→ **BRIEF**:
Copy every one of the records below line for line, without any changes.
* BEGIN *
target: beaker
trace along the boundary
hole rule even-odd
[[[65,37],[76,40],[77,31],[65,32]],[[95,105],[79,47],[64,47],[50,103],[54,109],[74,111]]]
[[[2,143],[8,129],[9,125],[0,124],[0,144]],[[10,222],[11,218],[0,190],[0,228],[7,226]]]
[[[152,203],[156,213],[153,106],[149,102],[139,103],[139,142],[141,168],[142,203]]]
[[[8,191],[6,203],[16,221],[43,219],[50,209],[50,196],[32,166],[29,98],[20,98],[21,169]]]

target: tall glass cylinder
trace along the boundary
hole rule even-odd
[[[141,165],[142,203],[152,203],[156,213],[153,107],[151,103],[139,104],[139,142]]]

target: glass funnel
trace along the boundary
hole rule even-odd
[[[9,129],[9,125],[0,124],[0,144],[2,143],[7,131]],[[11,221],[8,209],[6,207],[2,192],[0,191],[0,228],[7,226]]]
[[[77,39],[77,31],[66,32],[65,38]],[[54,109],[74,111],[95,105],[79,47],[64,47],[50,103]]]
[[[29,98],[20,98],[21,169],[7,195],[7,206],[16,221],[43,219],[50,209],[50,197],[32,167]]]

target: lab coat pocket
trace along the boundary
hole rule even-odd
* END *
→ **TASK SOLUTION**:
target: beaker
trace along the boundary
hole rule even-odd
[[[65,37],[76,40],[77,31],[65,32]],[[95,105],[79,47],[64,47],[50,103],[54,109],[74,111]]]
[[[2,143],[8,129],[9,125],[0,124],[0,144]],[[10,222],[11,218],[0,190],[0,228],[7,226]]]
[[[152,203],[156,213],[153,106],[149,102],[139,103],[139,142],[141,168],[142,203]]]
[[[8,191],[6,203],[16,221],[43,219],[50,209],[50,196],[32,166],[29,98],[20,98],[21,169]]]

target: tall glass cylinder
trace along the boundary
hole rule even-odd
[[[141,165],[142,203],[152,203],[156,213],[153,107],[151,103],[139,104],[139,142]]]

target: glass funnel
trace along the boundary
hole rule even-odd
[[[9,129],[9,125],[0,124],[0,144],[2,143],[7,131]],[[11,221],[8,209],[6,207],[2,192],[0,191],[0,228],[7,226]]]
[[[77,39],[77,31],[66,32],[65,38]],[[54,109],[74,111],[95,105],[79,47],[64,47],[50,103]]]
[[[29,98],[20,98],[21,169],[7,195],[7,206],[16,221],[43,219],[50,209],[50,197],[32,167]]]

target: lab coat pocket
trace along the boundary
hole rule even-odd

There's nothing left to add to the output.